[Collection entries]
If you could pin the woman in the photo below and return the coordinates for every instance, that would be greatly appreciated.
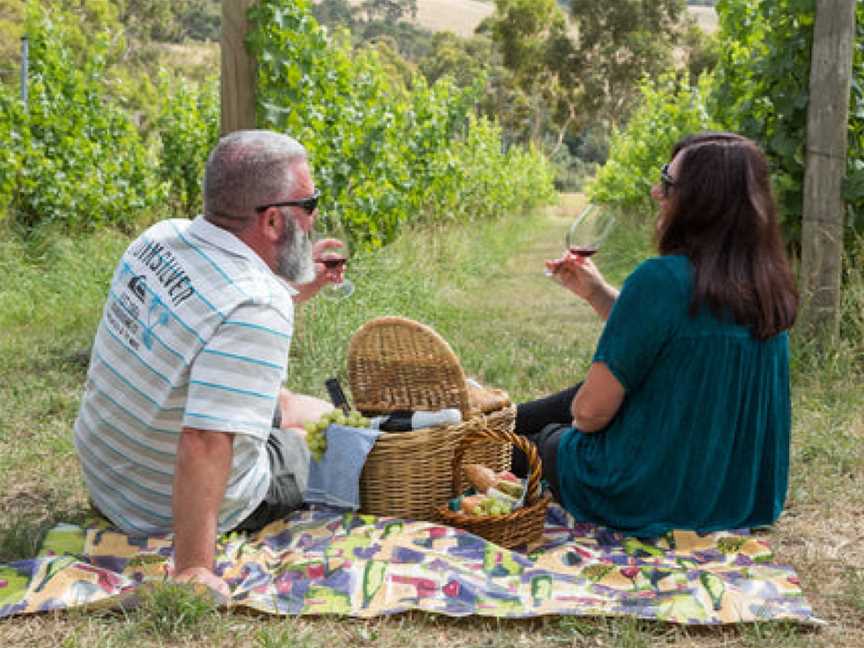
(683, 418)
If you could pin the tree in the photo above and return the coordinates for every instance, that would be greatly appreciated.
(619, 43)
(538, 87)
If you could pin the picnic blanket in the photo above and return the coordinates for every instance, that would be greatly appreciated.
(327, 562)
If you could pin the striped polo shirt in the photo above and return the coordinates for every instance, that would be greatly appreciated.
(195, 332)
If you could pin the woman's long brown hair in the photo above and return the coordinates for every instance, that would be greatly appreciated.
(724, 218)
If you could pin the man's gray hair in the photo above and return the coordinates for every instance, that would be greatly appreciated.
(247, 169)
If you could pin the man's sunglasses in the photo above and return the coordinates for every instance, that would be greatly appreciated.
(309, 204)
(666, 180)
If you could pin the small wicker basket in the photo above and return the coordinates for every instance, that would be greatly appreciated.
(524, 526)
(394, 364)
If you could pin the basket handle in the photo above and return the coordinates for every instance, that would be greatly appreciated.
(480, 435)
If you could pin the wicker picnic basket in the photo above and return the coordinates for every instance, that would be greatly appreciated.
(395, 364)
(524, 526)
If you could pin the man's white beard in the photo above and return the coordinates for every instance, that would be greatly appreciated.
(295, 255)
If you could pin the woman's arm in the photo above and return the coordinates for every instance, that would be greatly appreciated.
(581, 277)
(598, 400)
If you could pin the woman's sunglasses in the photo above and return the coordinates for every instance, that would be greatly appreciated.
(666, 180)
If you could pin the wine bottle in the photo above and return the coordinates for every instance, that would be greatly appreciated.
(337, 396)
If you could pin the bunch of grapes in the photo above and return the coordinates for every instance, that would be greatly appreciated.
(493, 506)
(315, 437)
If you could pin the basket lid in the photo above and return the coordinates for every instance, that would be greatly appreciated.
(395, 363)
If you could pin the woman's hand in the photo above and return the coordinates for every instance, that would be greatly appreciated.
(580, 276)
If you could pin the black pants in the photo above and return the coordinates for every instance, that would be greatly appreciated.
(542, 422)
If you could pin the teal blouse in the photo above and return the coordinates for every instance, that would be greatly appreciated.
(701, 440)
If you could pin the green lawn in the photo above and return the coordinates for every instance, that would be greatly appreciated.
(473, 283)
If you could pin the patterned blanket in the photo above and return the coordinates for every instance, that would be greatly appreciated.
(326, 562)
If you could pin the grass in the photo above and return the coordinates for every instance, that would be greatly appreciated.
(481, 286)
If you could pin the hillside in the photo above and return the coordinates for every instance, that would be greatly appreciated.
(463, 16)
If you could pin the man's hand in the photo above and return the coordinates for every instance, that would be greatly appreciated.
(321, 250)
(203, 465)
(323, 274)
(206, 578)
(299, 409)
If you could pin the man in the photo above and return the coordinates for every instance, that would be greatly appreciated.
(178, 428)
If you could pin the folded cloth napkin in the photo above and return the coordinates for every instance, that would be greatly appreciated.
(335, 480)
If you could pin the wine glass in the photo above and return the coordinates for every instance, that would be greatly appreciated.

#### Instruction
Transfer every line of the data above, requests included, starting with the line that contains "If you could pin the patterned" and going on through the last line of the data, both ends included, and add 27 to each number in the coordinates.

#### Answer for this exercise
If you could pin the patterned blanket in the photo above and return the coordinates for every instance, that would be greatly appreciated.
(353, 589)
If you could pin the grass in the photo above and return the coordinates for every instance, that would be greatly appreciated.
(508, 313)
If you could pin the hillside in the photo above and return the coordinates for every instance, that would be greatly appreciated.
(490, 43)
If you could pin the man's hand in the photo above and return the coordinates for every instance, that would be greatly appreciated.
(348, 277)
(230, 492)
(350, 301)
(233, 605)
(326, 436)
If you could pin the man in the photo above and return the coordinates for every instance, that would be greatly appreciated.
(205, 455)
If you could pin the folded cloth napkin in the photo above and return the coordinates for every instance, that would be greatly appreciated.
(362, 507)
If you could pin the wine glass in the photo above and return the coordinates for every instance, that would be greatly appreciated.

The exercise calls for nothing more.